**REQUEST:** Please count the rows below that contain the string "jacket" with matching case, and give only that number.

>> START

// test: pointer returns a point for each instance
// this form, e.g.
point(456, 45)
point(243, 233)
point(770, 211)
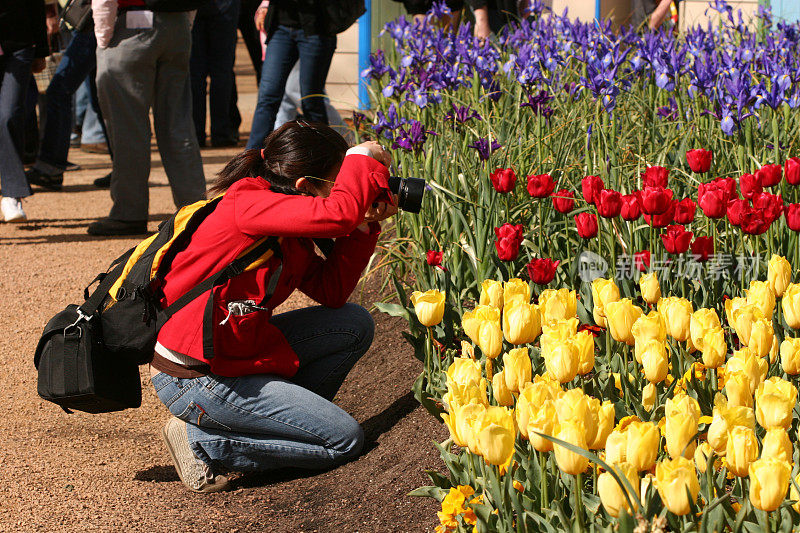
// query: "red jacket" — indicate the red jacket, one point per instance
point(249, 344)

>> END
>> START

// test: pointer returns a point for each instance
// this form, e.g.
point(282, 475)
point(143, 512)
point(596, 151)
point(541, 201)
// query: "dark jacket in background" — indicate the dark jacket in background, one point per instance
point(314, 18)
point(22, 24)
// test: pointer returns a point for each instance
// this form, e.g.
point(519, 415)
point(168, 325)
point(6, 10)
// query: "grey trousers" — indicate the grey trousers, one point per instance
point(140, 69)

>> END

**COMPLETED EXERCISE:** 2